**Problem description:** Output the first line below and each one after it, exactly, up to and including the line holding "Target: bright yellow". Pictures should not be copied.

※

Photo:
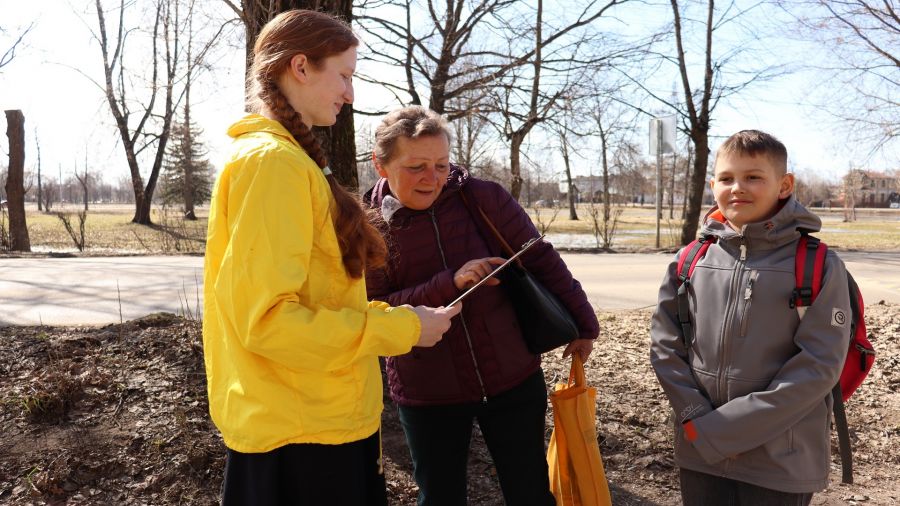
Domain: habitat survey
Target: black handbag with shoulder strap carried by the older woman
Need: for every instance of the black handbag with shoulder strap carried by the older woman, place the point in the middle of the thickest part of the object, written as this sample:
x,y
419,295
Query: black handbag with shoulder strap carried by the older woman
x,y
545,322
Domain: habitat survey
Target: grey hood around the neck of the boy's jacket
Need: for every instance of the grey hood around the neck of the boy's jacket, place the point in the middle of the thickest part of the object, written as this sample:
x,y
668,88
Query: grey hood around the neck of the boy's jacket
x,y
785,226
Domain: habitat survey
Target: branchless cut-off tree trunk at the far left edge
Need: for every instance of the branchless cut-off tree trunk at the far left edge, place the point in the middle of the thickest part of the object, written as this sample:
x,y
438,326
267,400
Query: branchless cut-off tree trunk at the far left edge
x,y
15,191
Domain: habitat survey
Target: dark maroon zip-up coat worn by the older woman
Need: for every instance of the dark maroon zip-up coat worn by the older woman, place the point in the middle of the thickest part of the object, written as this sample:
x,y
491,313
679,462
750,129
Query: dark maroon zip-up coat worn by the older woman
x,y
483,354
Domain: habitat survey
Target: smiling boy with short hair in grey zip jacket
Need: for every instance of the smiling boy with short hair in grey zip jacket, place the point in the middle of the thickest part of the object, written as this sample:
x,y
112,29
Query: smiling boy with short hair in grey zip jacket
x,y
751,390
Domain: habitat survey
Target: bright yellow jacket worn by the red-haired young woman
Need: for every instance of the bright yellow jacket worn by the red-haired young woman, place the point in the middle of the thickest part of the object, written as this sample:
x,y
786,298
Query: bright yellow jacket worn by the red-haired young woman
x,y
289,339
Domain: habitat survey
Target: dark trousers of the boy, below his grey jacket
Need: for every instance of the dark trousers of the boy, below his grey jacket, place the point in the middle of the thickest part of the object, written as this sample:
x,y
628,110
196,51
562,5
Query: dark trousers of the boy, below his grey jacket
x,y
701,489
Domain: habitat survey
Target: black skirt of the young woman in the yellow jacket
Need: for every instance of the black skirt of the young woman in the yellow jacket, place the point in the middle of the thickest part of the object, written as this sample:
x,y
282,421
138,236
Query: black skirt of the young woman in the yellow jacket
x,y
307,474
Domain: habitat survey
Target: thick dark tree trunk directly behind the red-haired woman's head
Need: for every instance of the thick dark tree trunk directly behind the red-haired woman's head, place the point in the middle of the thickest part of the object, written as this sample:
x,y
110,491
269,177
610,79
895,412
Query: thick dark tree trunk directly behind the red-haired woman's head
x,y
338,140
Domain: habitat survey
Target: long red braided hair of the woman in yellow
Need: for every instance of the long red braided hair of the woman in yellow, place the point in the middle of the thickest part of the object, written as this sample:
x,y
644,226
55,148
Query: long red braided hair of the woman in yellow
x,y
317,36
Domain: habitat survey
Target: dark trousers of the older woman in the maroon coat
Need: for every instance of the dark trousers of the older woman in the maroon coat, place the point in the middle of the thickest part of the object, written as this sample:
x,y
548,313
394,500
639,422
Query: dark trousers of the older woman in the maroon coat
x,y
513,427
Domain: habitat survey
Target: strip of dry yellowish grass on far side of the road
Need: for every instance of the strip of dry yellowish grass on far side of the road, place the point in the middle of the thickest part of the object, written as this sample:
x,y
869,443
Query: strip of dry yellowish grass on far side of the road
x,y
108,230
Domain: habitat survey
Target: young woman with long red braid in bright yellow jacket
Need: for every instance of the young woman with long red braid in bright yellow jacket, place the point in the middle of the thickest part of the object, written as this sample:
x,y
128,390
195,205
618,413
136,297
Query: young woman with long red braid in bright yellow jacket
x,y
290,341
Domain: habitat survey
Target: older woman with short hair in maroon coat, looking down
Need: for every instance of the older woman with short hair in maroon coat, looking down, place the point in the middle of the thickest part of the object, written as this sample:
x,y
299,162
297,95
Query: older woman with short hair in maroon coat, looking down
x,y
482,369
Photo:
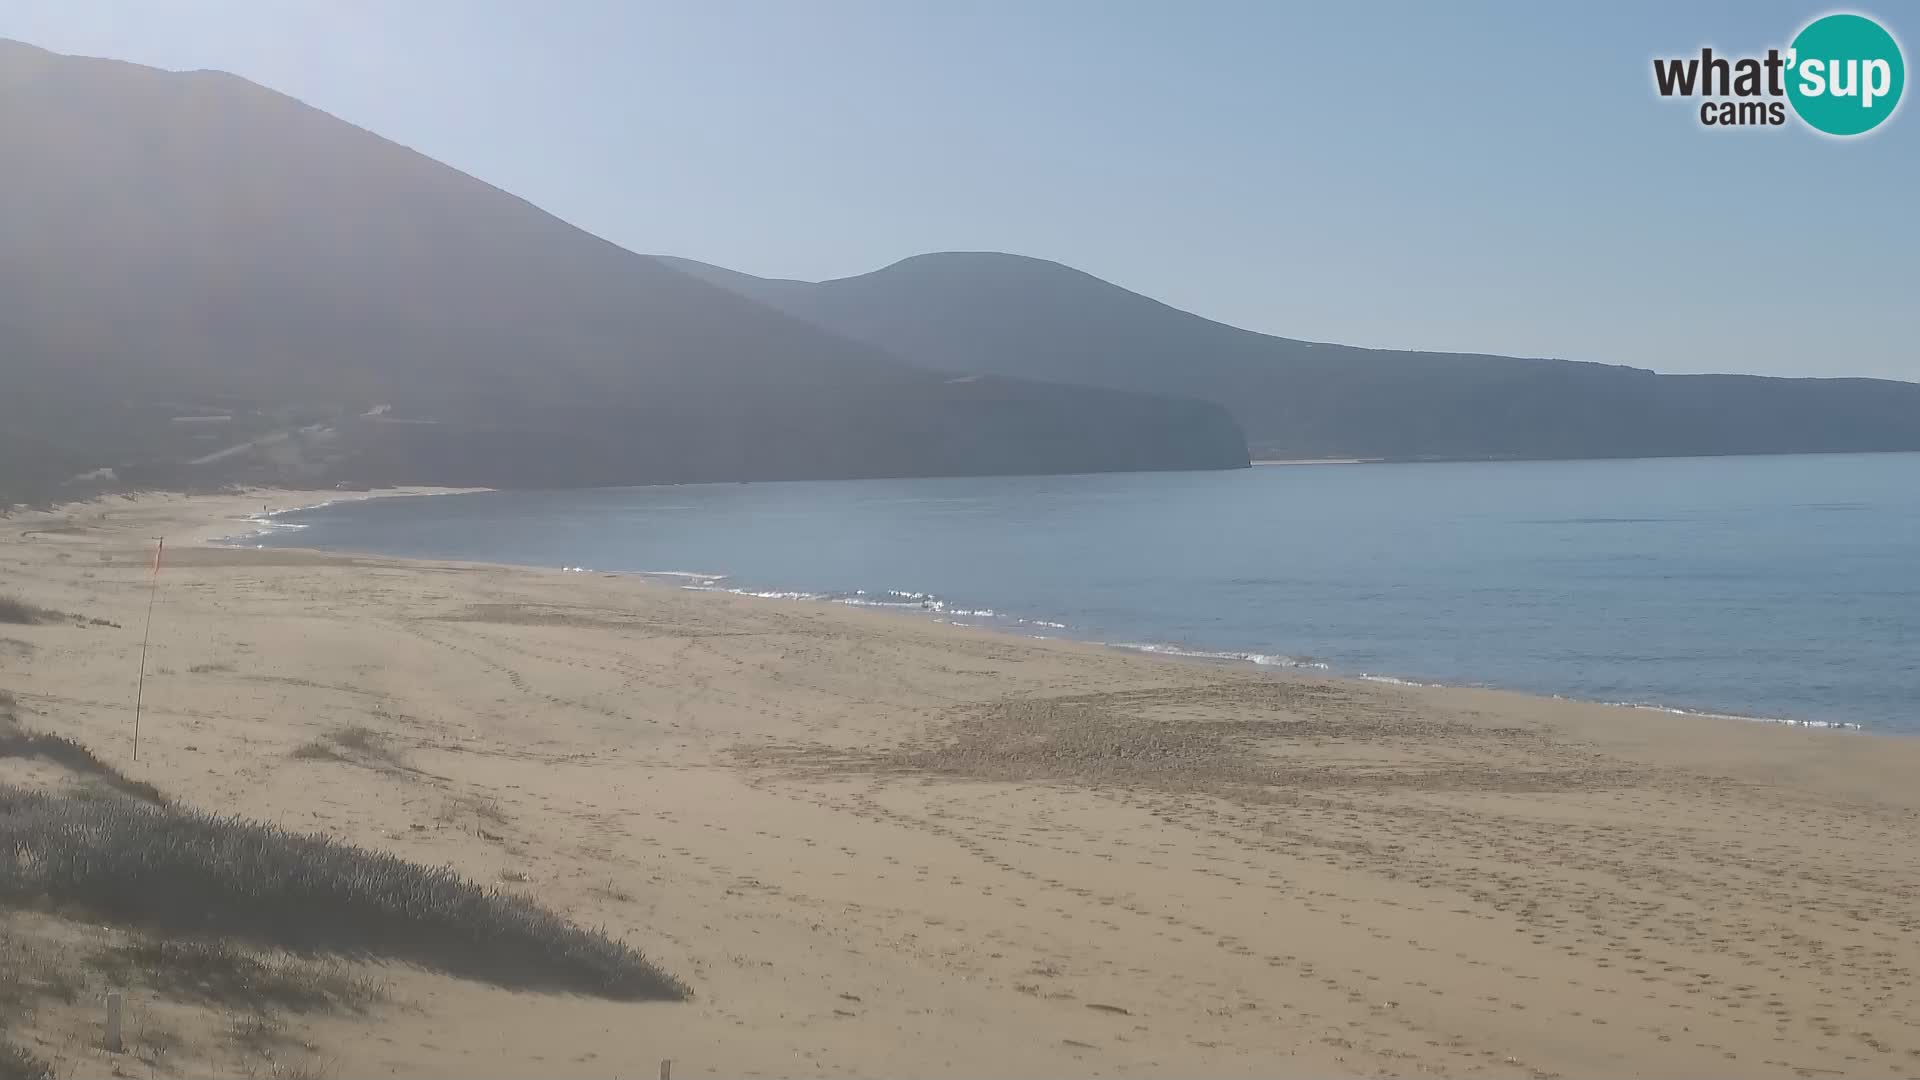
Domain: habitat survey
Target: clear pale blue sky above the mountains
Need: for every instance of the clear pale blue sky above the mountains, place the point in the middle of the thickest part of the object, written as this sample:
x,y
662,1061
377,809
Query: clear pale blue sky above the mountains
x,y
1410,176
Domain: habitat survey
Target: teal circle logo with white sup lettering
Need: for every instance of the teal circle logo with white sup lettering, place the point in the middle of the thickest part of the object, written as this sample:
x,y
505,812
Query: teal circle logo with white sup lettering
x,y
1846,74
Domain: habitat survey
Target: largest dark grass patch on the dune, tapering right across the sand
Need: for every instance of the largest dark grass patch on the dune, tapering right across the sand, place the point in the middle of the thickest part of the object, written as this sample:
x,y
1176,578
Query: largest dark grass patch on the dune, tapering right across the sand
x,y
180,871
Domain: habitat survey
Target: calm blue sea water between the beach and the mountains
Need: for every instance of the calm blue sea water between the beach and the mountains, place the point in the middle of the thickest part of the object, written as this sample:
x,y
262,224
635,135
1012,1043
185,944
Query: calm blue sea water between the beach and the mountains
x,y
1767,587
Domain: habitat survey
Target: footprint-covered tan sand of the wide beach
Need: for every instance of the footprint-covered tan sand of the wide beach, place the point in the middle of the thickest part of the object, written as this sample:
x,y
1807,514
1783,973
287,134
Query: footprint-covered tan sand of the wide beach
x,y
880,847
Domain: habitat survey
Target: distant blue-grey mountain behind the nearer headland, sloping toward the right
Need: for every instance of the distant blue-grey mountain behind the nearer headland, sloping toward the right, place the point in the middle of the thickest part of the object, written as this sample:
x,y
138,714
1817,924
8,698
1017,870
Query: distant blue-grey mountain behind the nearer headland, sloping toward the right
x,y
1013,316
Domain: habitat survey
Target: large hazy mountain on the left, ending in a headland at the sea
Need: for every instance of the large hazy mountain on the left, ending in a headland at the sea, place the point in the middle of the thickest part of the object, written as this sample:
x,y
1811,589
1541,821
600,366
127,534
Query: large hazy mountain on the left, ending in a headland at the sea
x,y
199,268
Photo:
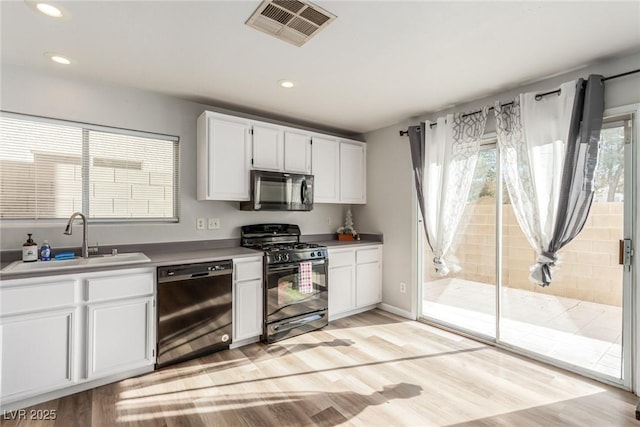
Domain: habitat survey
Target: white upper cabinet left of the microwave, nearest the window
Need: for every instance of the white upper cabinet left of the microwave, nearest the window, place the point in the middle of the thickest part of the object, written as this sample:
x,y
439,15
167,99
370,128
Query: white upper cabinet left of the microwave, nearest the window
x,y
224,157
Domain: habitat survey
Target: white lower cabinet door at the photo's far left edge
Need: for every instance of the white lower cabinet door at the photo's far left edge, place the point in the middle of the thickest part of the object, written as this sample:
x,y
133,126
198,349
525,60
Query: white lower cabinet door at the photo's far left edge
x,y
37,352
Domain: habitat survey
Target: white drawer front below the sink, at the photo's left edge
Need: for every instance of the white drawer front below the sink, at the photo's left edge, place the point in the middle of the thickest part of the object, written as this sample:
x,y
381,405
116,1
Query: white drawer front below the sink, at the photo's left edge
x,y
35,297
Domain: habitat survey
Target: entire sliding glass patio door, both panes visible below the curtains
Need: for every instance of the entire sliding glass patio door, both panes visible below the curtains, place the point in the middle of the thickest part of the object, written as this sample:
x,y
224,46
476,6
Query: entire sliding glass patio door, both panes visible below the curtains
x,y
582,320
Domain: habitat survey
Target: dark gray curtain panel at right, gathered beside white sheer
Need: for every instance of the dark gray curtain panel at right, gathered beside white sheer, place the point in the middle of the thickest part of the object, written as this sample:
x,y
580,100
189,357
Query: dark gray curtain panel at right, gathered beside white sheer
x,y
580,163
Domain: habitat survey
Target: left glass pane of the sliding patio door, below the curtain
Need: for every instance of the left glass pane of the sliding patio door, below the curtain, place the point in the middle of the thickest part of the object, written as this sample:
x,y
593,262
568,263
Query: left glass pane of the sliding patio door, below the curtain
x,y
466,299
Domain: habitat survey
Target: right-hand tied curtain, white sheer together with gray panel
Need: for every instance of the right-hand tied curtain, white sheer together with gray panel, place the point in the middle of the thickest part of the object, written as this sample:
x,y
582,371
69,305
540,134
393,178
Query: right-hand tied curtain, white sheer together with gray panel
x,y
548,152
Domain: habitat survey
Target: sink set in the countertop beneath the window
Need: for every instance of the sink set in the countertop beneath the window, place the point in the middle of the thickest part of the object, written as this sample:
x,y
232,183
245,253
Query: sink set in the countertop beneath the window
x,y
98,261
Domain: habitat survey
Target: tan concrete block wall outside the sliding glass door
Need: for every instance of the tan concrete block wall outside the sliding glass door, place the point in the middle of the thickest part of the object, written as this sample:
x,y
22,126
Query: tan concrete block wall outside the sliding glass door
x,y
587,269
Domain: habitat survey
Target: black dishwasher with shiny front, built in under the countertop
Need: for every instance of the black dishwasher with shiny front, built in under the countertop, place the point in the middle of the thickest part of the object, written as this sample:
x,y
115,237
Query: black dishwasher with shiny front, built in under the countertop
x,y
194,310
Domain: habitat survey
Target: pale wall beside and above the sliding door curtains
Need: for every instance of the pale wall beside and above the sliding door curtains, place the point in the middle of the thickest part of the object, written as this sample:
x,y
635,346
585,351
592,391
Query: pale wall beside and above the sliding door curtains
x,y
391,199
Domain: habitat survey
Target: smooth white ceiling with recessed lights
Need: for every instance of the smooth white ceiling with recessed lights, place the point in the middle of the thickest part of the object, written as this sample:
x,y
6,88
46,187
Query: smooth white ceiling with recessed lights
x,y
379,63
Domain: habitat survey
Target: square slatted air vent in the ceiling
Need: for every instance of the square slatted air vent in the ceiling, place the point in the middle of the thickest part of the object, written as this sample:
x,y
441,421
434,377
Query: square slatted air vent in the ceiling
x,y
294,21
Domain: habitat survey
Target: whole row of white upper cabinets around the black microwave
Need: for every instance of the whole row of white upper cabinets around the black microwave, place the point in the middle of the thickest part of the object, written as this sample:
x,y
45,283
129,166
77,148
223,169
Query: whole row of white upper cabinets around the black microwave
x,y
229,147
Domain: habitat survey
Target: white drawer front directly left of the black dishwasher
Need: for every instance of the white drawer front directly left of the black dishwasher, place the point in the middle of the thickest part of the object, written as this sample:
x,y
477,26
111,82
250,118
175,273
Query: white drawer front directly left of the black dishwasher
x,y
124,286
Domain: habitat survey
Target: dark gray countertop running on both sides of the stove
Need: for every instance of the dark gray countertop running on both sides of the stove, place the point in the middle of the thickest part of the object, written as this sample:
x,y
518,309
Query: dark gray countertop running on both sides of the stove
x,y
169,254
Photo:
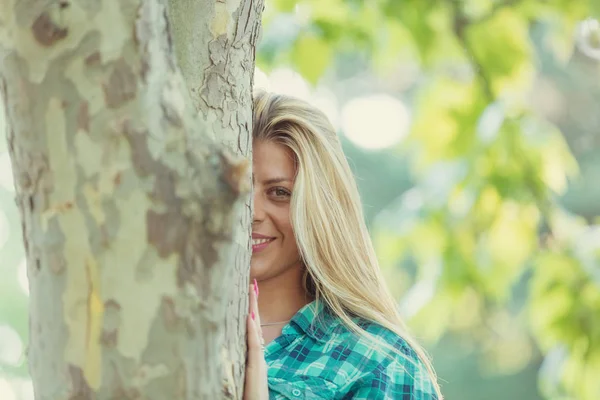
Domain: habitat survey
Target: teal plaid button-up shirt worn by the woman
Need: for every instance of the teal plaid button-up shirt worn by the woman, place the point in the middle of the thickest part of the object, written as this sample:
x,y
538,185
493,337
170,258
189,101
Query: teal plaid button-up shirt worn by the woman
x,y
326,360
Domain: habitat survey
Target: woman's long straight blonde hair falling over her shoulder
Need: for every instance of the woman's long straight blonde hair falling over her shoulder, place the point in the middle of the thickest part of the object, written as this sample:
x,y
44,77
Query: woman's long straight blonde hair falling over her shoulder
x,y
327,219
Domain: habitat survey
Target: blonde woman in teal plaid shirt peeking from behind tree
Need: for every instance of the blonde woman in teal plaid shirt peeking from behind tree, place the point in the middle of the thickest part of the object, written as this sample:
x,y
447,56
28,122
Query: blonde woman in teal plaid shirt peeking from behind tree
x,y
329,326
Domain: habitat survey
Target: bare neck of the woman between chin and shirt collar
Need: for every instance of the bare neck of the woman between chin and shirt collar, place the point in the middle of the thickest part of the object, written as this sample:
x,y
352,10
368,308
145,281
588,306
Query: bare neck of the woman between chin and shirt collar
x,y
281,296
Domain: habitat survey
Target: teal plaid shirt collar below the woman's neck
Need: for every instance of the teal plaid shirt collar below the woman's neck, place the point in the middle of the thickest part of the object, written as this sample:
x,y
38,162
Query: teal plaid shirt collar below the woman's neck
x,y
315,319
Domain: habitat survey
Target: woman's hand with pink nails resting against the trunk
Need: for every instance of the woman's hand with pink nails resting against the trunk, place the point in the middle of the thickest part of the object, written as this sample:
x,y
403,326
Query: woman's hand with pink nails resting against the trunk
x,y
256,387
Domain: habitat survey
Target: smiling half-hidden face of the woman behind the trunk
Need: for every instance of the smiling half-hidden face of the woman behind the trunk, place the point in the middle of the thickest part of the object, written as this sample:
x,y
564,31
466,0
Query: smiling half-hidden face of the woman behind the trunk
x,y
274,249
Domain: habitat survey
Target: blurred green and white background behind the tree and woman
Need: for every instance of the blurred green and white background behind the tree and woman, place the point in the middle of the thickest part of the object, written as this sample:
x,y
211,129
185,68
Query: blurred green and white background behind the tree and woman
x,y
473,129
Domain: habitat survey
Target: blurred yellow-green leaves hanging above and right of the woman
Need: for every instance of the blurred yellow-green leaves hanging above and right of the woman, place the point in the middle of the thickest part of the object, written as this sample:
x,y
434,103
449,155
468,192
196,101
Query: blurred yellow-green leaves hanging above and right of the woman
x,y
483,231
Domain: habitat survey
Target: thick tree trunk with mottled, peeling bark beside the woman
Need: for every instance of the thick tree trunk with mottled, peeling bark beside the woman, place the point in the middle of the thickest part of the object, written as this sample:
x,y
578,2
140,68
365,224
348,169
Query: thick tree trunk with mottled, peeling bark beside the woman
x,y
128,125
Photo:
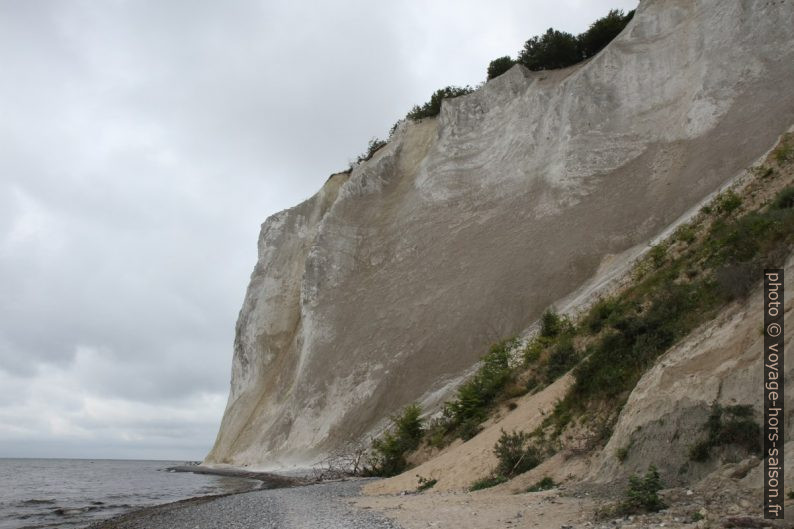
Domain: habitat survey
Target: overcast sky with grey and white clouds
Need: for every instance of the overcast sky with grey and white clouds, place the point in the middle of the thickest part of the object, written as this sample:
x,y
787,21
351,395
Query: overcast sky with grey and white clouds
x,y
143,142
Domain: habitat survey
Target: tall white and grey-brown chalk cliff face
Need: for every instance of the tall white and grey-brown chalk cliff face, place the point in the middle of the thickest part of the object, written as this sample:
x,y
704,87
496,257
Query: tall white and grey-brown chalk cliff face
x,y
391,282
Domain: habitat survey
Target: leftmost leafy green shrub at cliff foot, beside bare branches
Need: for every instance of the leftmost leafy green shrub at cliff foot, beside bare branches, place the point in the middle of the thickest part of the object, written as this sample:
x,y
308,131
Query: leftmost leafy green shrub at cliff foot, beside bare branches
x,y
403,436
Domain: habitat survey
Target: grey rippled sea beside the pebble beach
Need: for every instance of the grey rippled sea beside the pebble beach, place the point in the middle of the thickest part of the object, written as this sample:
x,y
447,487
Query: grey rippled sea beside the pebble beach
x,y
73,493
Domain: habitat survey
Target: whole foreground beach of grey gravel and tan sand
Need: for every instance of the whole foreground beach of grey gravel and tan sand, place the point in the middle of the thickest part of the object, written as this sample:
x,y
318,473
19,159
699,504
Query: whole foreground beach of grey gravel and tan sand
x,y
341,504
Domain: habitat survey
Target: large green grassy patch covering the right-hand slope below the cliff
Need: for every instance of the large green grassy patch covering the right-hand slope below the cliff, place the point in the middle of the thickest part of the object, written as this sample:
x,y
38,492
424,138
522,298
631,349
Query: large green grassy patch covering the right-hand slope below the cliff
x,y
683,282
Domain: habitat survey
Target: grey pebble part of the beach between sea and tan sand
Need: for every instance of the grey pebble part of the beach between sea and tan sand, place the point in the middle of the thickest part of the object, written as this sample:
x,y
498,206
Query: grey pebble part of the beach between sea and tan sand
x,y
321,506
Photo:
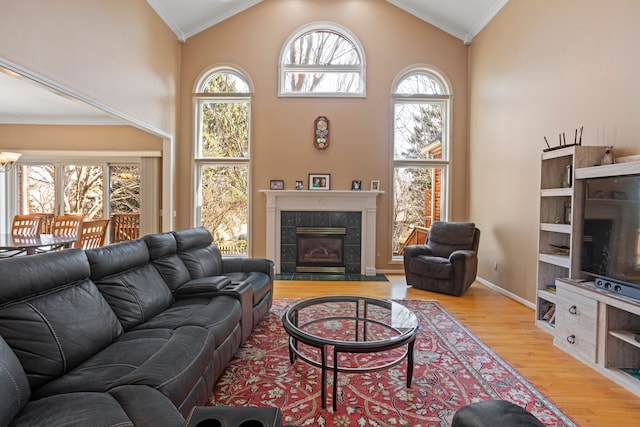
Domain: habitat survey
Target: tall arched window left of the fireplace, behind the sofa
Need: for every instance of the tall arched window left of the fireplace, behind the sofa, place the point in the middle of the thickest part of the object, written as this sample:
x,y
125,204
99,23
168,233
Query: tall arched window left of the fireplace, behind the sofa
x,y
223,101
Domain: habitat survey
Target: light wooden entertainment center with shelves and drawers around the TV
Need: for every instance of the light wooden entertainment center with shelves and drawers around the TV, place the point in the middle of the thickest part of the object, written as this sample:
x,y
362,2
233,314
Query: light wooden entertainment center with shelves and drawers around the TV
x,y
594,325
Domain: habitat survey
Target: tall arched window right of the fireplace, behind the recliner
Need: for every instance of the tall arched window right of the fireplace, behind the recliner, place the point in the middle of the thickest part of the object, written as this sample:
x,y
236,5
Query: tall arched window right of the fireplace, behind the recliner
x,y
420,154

※

**Your solution:**
Photo:
Domain: habitat survey
Target: black handbag with shoulder strap carried by the older woman
Need: for every instance of the black handbag with shoulder strap carried by the older woman, place the point in the middle of the thickest part of the object, written as this sample:
x,y
419,295
Query: black handbag with shoulder strap carried by the older woman
x,y
545,322
Domain: habitat survey
Target: grey hood around the neck of the boy's jacket
Need: for every instance of the grey hood around the neck of the boy's jacket, place the point in the middle of the thickest part of the object, written as this sample:
x,y
668,88
Query: grey hood around the neck of the boy's jacket
x,y
785,226
Domain: habitat survey
Target: branchless cut-off tree trunk at the far left edge
Need: for every instance of the branchless cut-off tree trunk at the far left edge, place the point in the middle of the thickest part of the object, written as this sample:
x,y
438,326
267,400
Query: branchless cut-off tree trunk at the far left edge
x,y
15,191
Domain: habitat survey
Target: dark maroon zip-up coat worn by the older woman
Need: for every instance of the dark maroon zip-up coat worn by the older woman, place the point in the middle of the thickest part of the object, written as this sample:
x,y
491,313
679,462
750,129
Query: dark maroon zip-up coat worn by the older woman
x,y
483,354
Domain: habitat survey
Target: smiling boy with short hair in grey zip jacket
Need: for every instance of the smiling boy with short hair in grey zip jacket, place the point in the middle of the thickest part of the object, written as this sample:
x,y
112,29
Query: smiling boy with short hair in grey zip jacket
x,y
751,390
Domain: habitat survey
Target: bright yellow jacket worn by the red-haired young woman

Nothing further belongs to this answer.